GIVEN RECORDS -
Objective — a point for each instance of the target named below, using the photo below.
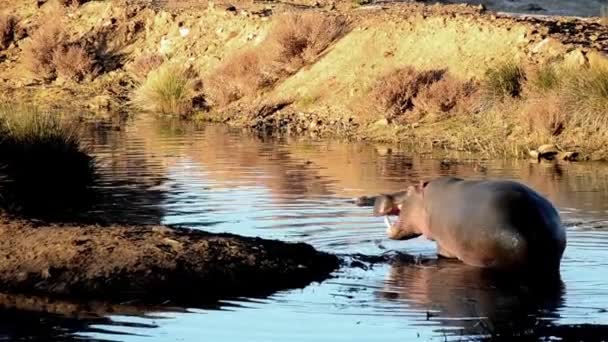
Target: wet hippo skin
(494, 224)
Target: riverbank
(431, 77)
(150, 264)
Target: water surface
(222, 180)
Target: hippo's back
(495, 222)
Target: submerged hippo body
(490, 224)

WHAT YOU NEED TO DO - Lay out the material above as a two-column CSV with the header input,output and one row per item. Put each item's text in the quoted input field and its answer in the quoted output field, replace line breaks with spaces, cover all of the material, and leave out the pictures.

THE RESPONSE -
input,output
"Objective — a point for each instance of the target named below, using the photo below. Target: wet hippo skin","(494, 224)"
"Target: riverbank","(431, 77) (150, 264)"
"Target: water surface","(222, 180)"
"Target: hippo's back","(495, 222)"
"Target: submerged hippo body","(490, 224)"